> _REQUIRED ACTION 1_:
In the access to information order, what reason did the Ministry first give for not granting access to the video?
> _REQUIRED ACTION 2_:
Copy the passage of the access to information order starting at "Decision Information" and ending at "withhold record upheld.".
> _REQUIRED ACTION 3_:
Sum up the access to information order in two sentences.

> _PAGE EXTRACT_:
○ ○ ○ ○ ○

Access to Information Orders

Decision Information


• Video recording of day space at a correction centre.

• Section 2(1) (personal information) – the record does not contain personal information.

• Section 14(1) (law enforcement) – upheld.

• Ministry's decision to withhold record upheld.

Decision Content




















Appeal PA09-408


Ministry of Community Safety and Correctional Services




The Ministry of Community Safety and Correctional Services (the Ministry) received a request under the Freedom of Information and Protection of Privacy Act  (the Act  or FIPPA ) for the following information:


…any and all statements, videos, pictures, etc. regarding an assault which occurred at [a named] Corrections Centre on [date].


The Ministry located the responsive records and in its initial decision it advised that partial access was granted to them.  Access to the remaining information was denied in accordance with sections 49(a) in conjunction with section 14 (law enforcement), 15(b) (relations with other governments), 49(b) (personal privacy) and 49(e) (correctional record) of the Act .  The Ministry further advised that access to the video could not be granted, as it could not be located.


In a supplementary decision, the Ministry advised that the named Correction Centre (the Correction Centre) located the requested video and that access to the video was being denied in accordance with section 49 (a), in conjunction with section 14 , and sections 49 (b) and 49 (e) of the Act .


The requester (now the appellant) appealed the Ministry’s decision.

○ ○ ○ ○ ○

> _DATASET_:
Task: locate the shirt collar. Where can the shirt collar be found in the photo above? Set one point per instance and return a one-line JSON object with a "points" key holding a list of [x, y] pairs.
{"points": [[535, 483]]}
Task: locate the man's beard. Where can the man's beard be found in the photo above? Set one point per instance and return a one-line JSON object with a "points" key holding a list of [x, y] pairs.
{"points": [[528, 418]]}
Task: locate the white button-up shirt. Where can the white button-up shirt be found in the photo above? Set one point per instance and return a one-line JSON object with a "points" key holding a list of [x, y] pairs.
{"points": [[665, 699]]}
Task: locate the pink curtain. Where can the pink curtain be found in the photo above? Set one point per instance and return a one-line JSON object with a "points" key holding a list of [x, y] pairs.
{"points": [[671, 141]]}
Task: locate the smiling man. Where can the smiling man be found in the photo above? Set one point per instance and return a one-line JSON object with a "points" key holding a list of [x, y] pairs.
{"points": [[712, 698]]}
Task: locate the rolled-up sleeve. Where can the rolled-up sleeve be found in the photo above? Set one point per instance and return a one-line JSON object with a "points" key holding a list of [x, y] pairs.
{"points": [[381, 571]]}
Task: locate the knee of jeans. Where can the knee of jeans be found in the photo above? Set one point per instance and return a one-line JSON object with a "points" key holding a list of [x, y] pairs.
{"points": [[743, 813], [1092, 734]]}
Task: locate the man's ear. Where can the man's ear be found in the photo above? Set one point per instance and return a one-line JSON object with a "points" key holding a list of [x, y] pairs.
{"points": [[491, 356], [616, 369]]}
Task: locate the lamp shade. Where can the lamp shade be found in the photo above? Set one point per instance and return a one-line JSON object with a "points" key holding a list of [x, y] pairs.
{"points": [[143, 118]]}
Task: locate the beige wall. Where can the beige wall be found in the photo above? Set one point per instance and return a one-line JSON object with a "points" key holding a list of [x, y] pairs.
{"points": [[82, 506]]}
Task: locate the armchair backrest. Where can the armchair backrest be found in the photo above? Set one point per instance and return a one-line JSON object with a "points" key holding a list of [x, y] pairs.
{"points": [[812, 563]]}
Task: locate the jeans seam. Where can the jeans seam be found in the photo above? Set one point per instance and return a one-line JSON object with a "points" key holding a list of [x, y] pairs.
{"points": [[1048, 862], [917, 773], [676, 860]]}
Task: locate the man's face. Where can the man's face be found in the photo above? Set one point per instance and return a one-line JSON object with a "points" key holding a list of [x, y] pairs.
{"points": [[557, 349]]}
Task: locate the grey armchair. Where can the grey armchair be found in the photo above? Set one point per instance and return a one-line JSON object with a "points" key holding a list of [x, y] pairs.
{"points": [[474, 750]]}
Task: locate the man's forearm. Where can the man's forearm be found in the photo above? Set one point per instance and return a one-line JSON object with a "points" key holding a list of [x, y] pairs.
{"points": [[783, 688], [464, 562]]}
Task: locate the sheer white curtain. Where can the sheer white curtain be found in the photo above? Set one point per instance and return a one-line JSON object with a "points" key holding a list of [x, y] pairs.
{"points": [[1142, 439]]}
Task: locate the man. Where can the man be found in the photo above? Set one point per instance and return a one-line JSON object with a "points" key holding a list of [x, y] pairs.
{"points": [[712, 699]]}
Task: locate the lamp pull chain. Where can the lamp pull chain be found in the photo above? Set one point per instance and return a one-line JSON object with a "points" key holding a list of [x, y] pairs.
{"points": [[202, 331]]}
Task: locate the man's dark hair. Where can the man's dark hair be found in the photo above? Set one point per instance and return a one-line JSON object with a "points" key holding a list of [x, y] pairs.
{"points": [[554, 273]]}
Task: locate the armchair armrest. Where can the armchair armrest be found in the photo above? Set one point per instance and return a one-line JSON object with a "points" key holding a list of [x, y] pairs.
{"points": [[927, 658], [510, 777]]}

○ ○ ○ ○ ○

> _EXPECTED OUTPUT 1_:
It said the video could not be located.

> _EXPECTED OUTPUT 2_:
Decision Information


• Video recording of day space at a correction centre.

• Section 2(1) (personal information) – the record does not contain personal information.

• Section 14(1) (law enforcement) – upheld.

• Ministry's decision to withhold record upheld.

> _EXPECTED OUTPUT 3_:
Under the Freedom of Information and Protection of Privacy Act, the Ministry of Community Safety and Correctional Services received a request for all statements, videos and pictures about an assault at a named correction centre, granted partial access to the records, and in a supplementary decision denied access to the video once the centre located it. After the requester appealed, the order found that the video recording of a day space contains no personal information and upheld the Ministry's decision to withhold it under section 14(1) (law enforcement).